begin DATA FOR THIS EXERCISE

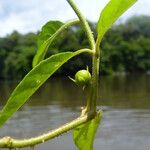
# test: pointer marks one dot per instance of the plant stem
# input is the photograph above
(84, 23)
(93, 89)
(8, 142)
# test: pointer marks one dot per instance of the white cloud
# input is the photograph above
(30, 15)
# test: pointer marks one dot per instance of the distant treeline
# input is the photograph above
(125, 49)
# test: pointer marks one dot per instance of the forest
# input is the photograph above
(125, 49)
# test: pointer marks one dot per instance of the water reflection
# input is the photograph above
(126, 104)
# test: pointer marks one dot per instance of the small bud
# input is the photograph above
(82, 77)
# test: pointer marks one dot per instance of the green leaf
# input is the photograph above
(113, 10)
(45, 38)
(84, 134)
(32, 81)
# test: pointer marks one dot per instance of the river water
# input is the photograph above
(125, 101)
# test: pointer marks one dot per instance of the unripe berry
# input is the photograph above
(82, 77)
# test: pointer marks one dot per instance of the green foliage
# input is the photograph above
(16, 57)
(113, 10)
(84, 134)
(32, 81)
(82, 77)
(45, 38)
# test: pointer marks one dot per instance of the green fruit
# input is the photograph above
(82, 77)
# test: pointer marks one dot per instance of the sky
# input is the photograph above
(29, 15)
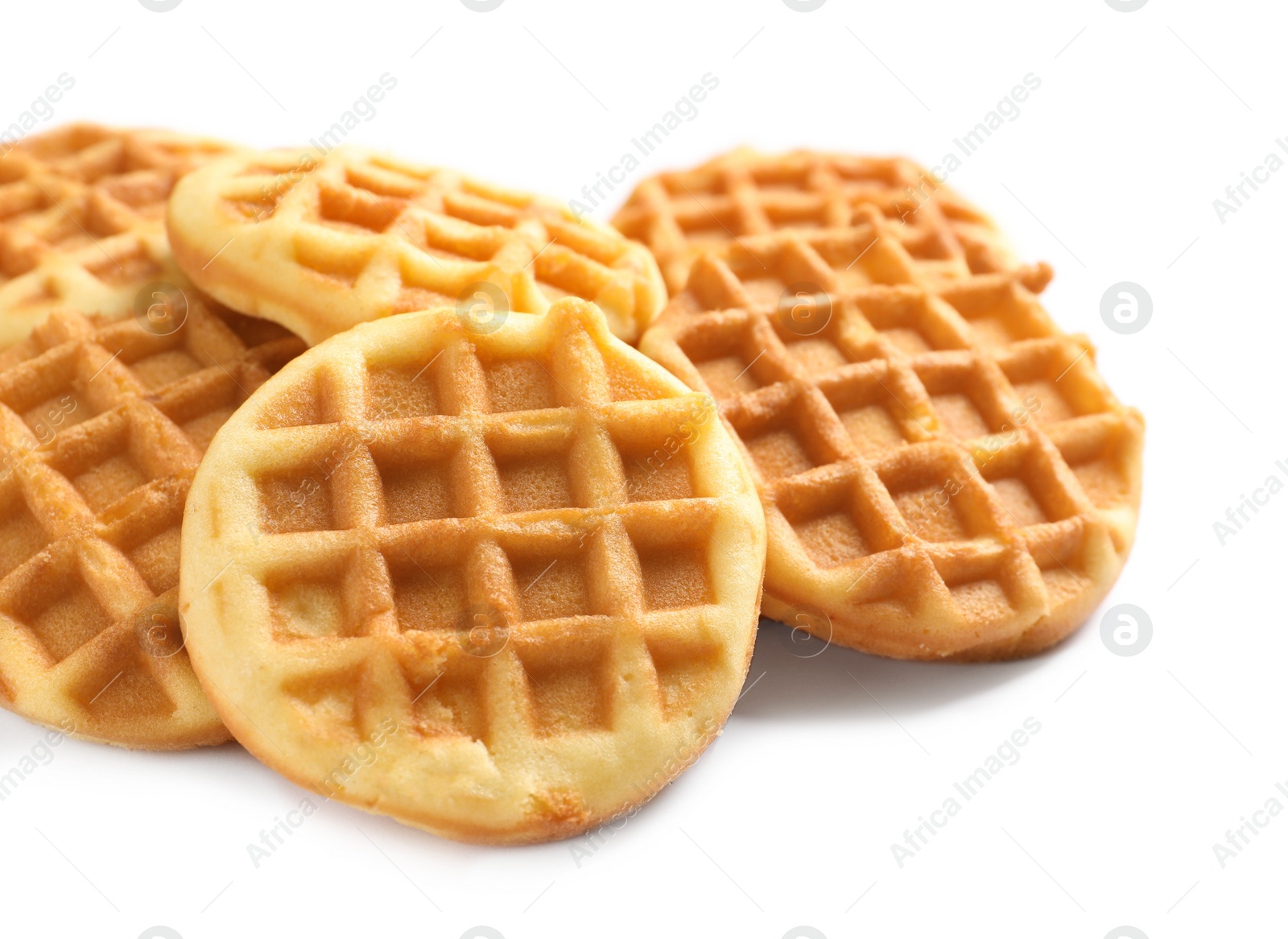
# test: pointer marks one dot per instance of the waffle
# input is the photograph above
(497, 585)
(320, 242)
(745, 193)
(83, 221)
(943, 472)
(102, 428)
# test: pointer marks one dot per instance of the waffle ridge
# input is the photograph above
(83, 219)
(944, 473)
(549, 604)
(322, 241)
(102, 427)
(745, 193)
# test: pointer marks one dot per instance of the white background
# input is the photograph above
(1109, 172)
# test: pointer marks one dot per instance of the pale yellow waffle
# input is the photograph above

end DATA FOR THIS EXERCISE

GOAL OF THE EXERCISE:
Without including any pictures, print all of the material exactly as given.

RESULT OF THIS TASK:
# test: pointer marks one dot per instance of the plant stem
# input is the photograph above
(84, 23)
(93, 89)
(8, 142)
# test: pointer marks one dot per instance of the white cloud
# input is the photograph above
(30, 15)
# test: pointer marks one dot per instance of the distant treeline
# input is the photograph above
(125, 49)
# test: pointer marks one dot per instance of the forest
# input is the photograph above
(125, 49)
# test: pointer marks one dot per instance of the water reflection
# input is the photograph above
(126, 104)
# test: pointer marks one dot per instance of the small bud
# input is the photograph above
(82, 77)
# test: pointer marks one dot per instance of the green leaf
# input is the photograph above
(113, 10)
(45, 38)
(84, 134)
(32, 81)
# test: pointer marks one dot per instance of the river water
# input is the photograph above
(125, 101)
# test: pointer marks one dot per instance of the unripe berry
# input is the photograph above
(82, 77)
# test: pointer marks one dot per instance of the green foliage
# input is the photograph above
(16, 57)
(113, 10)
(84, 134)
(32, 81)
(82, 77)
(45, 38)
# test: pointer marks one dot per instance of the green fruit
# input is the photograph above
(82, 77)
# test: pointer marks one dot per instance of the sky
# input is the photograph above
(29, 15)
# test: pointer marks one dot per instance of the waffle
# input is the photograph above
(497, 585)
(320, 242)
(745, 193)
(83, 221)
(943, 472)
(102, 428)
# test: pointer marks one dot per instance of the waffle ridge
# input is the photograph above
(83, 219)
(944, 473)
(549, 604)
(322, 241)
(102, 427)
(745, 193)
# test: pointer marks one dot per instance of the white background
# input is the photograph above
(1109, 172)
# test: pointer marks one dot per instance of the pale yellow waffle
# input is the photograph above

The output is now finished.